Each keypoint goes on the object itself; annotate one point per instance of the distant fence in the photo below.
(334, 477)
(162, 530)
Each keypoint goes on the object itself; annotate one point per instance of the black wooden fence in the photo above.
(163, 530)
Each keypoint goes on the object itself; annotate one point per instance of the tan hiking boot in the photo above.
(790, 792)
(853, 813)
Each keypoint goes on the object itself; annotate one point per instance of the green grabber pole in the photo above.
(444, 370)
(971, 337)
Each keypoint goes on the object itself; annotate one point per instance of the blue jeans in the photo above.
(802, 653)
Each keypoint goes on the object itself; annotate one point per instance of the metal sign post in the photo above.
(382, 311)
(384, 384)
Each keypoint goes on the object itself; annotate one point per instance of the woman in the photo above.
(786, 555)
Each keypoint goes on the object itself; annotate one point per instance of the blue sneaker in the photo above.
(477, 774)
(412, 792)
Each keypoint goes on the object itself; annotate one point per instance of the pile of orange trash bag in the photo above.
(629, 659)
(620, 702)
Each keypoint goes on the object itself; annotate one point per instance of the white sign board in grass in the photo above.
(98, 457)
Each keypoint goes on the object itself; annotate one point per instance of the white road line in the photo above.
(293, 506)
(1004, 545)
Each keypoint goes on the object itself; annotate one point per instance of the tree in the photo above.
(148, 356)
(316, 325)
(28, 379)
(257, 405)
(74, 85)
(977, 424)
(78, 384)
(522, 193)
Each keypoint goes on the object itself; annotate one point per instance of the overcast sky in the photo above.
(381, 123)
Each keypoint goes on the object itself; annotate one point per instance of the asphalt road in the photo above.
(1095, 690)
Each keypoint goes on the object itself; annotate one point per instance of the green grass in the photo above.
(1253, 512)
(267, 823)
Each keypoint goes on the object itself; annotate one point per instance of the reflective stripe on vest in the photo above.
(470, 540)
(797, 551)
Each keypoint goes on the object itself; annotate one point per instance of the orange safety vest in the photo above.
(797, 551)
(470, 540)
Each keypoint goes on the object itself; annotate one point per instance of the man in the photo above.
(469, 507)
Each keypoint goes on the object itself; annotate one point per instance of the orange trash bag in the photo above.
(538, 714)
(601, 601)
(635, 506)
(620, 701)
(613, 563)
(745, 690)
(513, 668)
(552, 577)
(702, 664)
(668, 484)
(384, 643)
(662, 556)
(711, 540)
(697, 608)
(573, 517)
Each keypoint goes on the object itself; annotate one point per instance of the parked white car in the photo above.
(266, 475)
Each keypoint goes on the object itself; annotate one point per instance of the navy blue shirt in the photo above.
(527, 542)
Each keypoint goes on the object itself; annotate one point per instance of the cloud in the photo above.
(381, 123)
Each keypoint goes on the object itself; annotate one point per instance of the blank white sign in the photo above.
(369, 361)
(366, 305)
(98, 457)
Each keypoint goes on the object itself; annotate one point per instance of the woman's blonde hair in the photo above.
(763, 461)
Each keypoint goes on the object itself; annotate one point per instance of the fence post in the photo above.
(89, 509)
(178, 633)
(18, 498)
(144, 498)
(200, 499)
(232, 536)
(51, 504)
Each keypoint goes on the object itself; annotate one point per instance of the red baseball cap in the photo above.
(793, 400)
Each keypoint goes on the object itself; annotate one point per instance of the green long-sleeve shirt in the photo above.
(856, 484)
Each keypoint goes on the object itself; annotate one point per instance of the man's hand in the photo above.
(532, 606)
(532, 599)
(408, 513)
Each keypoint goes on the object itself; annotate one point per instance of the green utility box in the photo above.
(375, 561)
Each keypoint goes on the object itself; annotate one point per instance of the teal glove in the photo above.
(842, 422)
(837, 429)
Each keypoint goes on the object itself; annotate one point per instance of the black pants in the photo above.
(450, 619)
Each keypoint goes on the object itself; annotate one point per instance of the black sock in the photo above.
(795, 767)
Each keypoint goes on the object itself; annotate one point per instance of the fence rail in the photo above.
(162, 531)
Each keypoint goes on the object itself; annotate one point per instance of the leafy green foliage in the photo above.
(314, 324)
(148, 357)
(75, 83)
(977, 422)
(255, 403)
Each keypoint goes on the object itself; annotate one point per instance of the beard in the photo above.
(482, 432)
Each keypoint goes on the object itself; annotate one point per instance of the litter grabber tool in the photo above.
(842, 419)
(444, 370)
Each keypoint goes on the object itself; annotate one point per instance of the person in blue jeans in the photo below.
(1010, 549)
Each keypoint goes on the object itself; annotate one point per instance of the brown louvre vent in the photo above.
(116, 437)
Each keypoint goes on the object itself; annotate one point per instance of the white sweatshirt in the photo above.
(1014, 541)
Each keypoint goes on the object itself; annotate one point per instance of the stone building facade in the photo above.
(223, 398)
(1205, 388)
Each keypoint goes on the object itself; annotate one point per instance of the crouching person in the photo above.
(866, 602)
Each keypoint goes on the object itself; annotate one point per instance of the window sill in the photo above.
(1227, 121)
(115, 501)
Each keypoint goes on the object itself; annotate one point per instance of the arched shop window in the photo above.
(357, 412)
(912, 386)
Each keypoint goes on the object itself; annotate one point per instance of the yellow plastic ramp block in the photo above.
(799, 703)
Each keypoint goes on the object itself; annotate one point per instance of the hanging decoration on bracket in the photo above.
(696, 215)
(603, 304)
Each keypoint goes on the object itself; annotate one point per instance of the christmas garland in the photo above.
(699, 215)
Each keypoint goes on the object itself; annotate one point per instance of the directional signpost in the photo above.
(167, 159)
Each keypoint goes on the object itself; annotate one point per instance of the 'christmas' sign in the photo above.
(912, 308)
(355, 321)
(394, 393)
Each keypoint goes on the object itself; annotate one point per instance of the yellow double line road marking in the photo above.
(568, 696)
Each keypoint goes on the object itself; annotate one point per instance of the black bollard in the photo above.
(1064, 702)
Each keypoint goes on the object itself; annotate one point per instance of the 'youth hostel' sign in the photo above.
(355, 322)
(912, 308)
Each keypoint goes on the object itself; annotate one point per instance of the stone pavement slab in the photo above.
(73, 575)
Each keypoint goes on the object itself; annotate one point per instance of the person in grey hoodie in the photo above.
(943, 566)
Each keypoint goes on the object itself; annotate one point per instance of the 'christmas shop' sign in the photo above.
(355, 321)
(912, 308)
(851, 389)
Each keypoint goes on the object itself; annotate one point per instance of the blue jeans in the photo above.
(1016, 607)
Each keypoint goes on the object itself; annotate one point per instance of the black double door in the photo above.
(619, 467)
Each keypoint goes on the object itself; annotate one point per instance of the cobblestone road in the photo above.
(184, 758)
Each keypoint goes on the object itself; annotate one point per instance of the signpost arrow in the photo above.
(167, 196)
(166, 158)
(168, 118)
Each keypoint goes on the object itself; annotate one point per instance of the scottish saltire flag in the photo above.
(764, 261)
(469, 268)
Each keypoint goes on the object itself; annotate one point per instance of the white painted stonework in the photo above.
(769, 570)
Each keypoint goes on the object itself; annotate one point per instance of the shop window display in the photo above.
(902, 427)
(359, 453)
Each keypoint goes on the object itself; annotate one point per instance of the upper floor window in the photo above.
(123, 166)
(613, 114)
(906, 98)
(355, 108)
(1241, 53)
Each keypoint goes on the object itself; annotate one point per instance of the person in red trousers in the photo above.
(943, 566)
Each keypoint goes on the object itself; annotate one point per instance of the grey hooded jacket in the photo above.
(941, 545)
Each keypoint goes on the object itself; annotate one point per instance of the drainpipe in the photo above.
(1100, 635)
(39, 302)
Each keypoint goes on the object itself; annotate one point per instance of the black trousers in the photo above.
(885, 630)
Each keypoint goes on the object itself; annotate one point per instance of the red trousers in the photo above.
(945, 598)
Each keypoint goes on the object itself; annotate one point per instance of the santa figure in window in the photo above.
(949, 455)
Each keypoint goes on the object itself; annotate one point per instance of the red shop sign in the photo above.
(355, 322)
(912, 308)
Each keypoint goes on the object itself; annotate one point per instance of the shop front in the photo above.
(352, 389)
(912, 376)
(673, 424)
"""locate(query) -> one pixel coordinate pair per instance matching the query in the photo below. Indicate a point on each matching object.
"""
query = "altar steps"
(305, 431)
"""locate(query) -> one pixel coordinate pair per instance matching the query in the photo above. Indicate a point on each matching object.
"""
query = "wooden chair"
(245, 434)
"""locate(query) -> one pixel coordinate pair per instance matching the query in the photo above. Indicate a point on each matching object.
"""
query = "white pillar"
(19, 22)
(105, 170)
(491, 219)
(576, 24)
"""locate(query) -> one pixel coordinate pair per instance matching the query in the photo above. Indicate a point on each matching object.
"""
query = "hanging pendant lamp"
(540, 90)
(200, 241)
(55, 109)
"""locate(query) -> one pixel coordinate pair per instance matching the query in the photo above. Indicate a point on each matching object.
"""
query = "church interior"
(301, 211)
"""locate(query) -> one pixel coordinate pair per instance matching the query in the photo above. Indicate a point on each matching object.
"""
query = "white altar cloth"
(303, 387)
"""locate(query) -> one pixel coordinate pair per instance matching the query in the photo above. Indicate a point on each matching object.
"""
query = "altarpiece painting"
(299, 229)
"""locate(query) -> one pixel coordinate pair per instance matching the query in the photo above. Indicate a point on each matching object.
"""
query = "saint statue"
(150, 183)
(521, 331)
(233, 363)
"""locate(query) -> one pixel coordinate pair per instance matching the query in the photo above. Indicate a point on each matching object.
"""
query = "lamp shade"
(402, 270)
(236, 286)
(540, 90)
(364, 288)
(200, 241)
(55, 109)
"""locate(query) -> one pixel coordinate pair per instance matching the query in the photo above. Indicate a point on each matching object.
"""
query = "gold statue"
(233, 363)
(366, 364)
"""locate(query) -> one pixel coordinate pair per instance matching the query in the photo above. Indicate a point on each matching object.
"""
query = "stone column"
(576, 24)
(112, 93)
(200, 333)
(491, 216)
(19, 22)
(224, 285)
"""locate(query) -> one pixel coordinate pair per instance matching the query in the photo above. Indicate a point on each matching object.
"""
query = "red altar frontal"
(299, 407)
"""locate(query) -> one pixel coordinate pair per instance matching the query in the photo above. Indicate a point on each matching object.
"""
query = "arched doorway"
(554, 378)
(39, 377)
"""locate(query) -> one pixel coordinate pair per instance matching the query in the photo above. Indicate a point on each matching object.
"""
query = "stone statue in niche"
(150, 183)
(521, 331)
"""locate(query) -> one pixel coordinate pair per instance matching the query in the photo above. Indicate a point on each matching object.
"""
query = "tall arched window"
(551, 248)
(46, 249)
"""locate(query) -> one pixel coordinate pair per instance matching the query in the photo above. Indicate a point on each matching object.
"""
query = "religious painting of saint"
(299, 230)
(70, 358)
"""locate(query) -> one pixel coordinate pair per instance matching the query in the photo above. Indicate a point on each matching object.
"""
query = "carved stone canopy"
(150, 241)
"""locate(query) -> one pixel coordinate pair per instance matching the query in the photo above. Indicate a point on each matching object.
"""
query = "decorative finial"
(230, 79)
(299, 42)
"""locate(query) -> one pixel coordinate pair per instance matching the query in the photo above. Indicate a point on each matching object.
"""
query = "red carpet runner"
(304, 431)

[SET PROBLEM]: Copy the records above word for word, from the line with "beard in the photo above." to the line with "(1014, 541)", including both of those lines.

[CORRECT RESPONSE]:
Each keypoint goes on the object itself; annotate one point per instance of the beard in the photo above.
(482, 432)
Each keypoint goes on the object itself; annotate one point per instance of the litter grabber tool in the photo above.
(842, 419)
(444, 370)
Each keypoint goes on the object itself; annotate one point per instance of the person in blue jeans in the photo below.
(1010, 549)
Each keypoint goes on the object itself; annotate one point per instance of the brown louvre vent in the photo above.
(116, 437)
Each keypoint goes on the object itself; annotate one point per instance of the white sweatshirt in the photo above.
(1014, 541)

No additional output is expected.